The records —
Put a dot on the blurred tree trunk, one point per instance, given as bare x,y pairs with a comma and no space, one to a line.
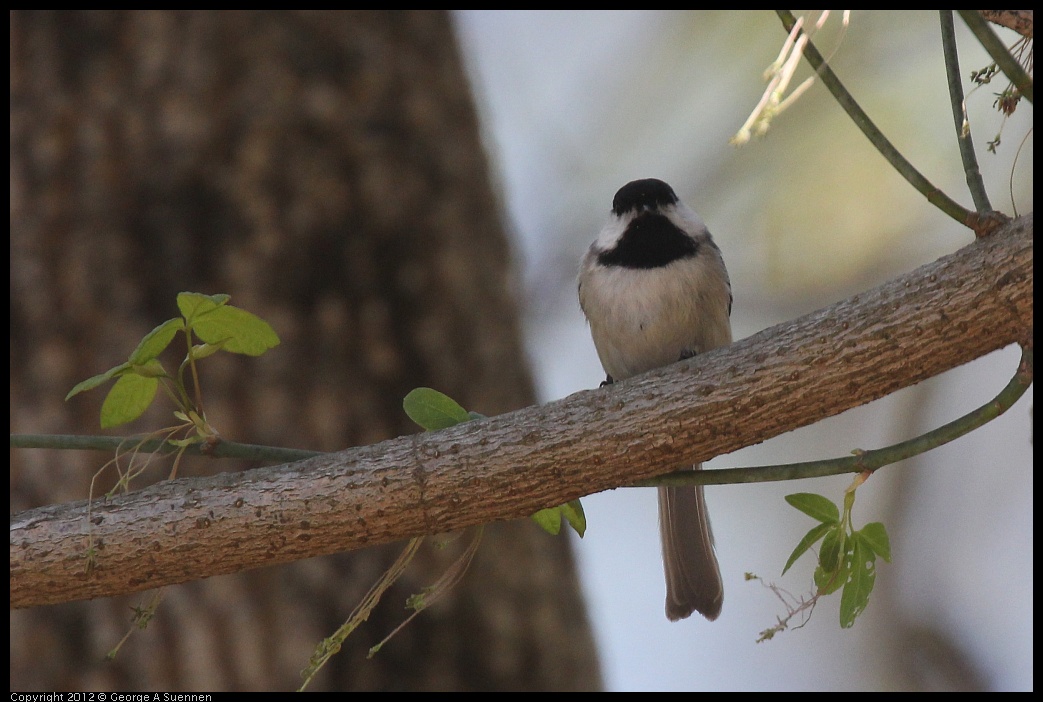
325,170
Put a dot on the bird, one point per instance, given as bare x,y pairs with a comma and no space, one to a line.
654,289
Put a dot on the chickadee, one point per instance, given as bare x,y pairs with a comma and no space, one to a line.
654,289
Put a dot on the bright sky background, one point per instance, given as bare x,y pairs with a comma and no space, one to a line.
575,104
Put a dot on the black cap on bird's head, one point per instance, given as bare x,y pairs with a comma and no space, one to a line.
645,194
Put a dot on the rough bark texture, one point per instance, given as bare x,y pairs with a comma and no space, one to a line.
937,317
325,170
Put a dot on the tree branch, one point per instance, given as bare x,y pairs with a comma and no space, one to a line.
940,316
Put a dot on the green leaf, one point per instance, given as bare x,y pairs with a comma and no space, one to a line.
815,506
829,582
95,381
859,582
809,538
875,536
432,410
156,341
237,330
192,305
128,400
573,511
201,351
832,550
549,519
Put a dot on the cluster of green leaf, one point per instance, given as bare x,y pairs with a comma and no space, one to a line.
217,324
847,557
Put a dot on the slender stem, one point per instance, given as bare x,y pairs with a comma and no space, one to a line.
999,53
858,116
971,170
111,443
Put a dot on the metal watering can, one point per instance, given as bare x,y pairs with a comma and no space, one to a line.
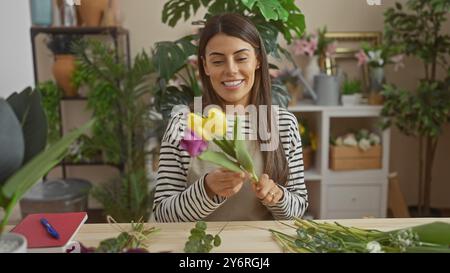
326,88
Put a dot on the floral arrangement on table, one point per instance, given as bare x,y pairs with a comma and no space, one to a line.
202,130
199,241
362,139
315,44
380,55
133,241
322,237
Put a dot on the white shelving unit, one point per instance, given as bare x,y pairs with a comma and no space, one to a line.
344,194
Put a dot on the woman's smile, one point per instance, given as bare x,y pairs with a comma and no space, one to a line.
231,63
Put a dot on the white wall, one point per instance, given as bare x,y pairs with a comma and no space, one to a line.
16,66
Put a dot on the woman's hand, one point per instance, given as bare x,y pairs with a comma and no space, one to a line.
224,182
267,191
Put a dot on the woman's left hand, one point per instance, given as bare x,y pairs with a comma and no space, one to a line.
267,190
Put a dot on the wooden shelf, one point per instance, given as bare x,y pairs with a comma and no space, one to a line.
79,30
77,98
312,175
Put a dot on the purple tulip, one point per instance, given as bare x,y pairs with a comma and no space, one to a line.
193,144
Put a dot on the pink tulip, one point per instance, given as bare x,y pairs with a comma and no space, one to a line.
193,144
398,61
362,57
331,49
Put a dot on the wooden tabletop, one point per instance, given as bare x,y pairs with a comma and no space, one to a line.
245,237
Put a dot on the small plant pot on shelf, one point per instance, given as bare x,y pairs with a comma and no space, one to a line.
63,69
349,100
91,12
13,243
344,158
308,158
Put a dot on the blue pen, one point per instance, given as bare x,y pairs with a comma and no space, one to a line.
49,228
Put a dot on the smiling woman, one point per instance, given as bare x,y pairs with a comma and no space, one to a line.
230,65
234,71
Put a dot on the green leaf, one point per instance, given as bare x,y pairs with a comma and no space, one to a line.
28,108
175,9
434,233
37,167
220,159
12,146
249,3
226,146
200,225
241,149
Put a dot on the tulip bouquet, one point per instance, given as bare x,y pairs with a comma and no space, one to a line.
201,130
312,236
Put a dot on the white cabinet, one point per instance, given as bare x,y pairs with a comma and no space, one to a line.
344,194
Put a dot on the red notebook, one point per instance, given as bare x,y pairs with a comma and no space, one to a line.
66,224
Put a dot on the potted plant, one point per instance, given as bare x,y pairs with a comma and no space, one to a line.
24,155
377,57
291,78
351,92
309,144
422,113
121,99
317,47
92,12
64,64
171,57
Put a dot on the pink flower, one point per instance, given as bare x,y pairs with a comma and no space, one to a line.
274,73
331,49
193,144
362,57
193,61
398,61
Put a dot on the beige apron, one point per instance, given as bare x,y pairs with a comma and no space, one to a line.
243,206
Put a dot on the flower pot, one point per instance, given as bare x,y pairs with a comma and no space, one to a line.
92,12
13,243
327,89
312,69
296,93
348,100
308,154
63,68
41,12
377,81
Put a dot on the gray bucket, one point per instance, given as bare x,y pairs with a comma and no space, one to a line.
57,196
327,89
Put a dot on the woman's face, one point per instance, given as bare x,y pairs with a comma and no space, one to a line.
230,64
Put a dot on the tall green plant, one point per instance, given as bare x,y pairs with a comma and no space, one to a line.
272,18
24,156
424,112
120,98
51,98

What is asked —
Retype all of the records above word for word, leaving out the pictures.

Exercise result —
Put a dot on the blurred tree trunk, one point per instance, given as bare x,y pairs with a comma and no space, one to a line.
325,170
Put a dot on the bird, one point per instance, given as bare x,y pairs with a comma and no space, one to a line.
654,289
Put a dot on the chickadee, one point per instance, given as bare x,y pairs with a comma and no space, one to a line.
654,289
Put a dot on the bright sky background, one point per instance, given as bare x,y pairs with a comma and no space, one to a line.
575,104
Put a dot on the black cap on bird's head, one point per instance, given as bare x,y pairs with a comma and no space, one to a line.
645,194
Put a dot on the rough bark texture, one point per instance, given as bare x,y pairs with a comma and no space, one to a line.
937,317
325,170
Put a dot on the tree branch, one point per instance, given as bare x,y pairs with a comma and no space, one to a line.
940,316
Put a dot on the green leaf, one point per instance, given as bare x,y pairs with a comma and no space, one to a line.
815,506
829,582
95,381
859,582
809,538
875,536
432,410
156,341
237,330
192,305
128,400
573,511
201,351
832,550
549,519
Put a dot on the cluster of green leaf, one point per instance, given as bare x,y pairs with a comma and no space, one to a line.
217,324
847,557
Put a dot on the slender stem, one point per instance, given as bare x,y pairs with a comma and no space, one to a line.
999,53
858,116
971,170
111,443
Put a dot on the metal watering can, one point per instance, given as bare x,y pairs with a comma and no space, one to a line.
326,88
Put a dot on the floral arrangement on table, one point per instance, given as bare x,y pairs with a comma and no space, one to a line.
202,130
199,241
362,139
315,44
380,55
133,241
322,237
Put a dot on the white shelving unit, one point per instance, given as bare x,y pairs with a comma and no space, one to a line.
344,194
Put a dot on the woman's smile, one point per instance, given as bare x,y pairs with a comma and no space, one to a line.
231,63
Put a dot on the white wall, one point per instance, given as bare x,y pairs with a comma and no space, one to a line.
16,66
Put a dot on the woman's hand, one point per instance, given as bare x,y pairs with a comma and no space, one to a line.
224,182
267,191
Put a dot on the woman's left hand, one point per instance, given as bare x,y pairs with a comma and no space, one to a line.
267,190
Put a dot on the wooden shelf, one point per instance, given as bare x,y pairs with a comma and no space, one to a line.
79,30
77,98
312,175
Put a dot on the purple tulip, one point per instance, given as bare x,y pairs with a comma and no space, one to a line.
193,144
Put a dot on the pink tulip, one point per instance, given as bare x,y pairs with a comma and no space, one to a line.
193,144
398,61
362,57
331,49
Put a dot on the wooden tabletop, one point per instance, given as bare x,y pairs with a comma and no space, one to a line.
245,237
Put a dot on the small plant pot on shelf, one point per instance, given as bare x,y pairs with a comma and no space, one to a line.
63,69
349,100
91,12
13,243
344,158
308,158
Put a dot on the blue pen, one point per instance, given as bare x,y pairs with a comma and no space, one to a line.
49,228
Put a dot on the smiling woman, one point per instance, given as bare x,y pairs with a comma and no space, one to a line.
230,65
234,71
Put a dot on the green leaf, one point per instance, given as bare x,y pairs with a comma and no space, one to a line.
28,108
175,9
434,233
37,167
220,159
12,146
249,3
226,146
200,225
241,149
Put a dot on the tulip bouquet, one point per instance, given as bare x,y pairs with a comma and no space, one to a line.
201,130
312,236
Put a dot on the white cabinet, one point per instance, given as bare x,y pairs with a comma and no space, one to a line.
344,194
Put a dot on the red notebook, one point per instance, given as bare x,y pairs with a comma and no space, one to a line.
66,224
Put a dot on the potted plant, one point per instance, given as bare x,y pairs with a comma and no space, one to a line.
24,155
377,57
291,78
351,92
309,144
422,113
121,99
317,47
92,12
64,64
171,57
Put a dot on the pink flower, one point per instance, given as bare x,y pairs with a comma and no space, one to a line.
274,73
331,49
193,144
362,57
193,61
398,61
Put a dot on the beige apron, one point per instance, given as bare x,y pairs with a comma and no space, one to a line.
243,206
Put a dot on the flower pot, one point per instance, given as bare x,y pairs with a comma and no space, one to a line.
92,12
13,243
327,89
312,69
296,93
348,100
308,154
63,68
41,12
377,81
Put a dot on the gray bucket, one point per instance, given as bare x,y pairs with a comma and no space, one to a line.
57,196
327,89
Put a dot on the woman's face, one point per instance, given as bare x,y pairs with a comma and no space, one to a line.
230,64
Put a dot on the tall green plant, one point per instance, given as bare x,y pairs with a comma and no space, one to a line.
272,18
24,156
424,112
120,98
51,98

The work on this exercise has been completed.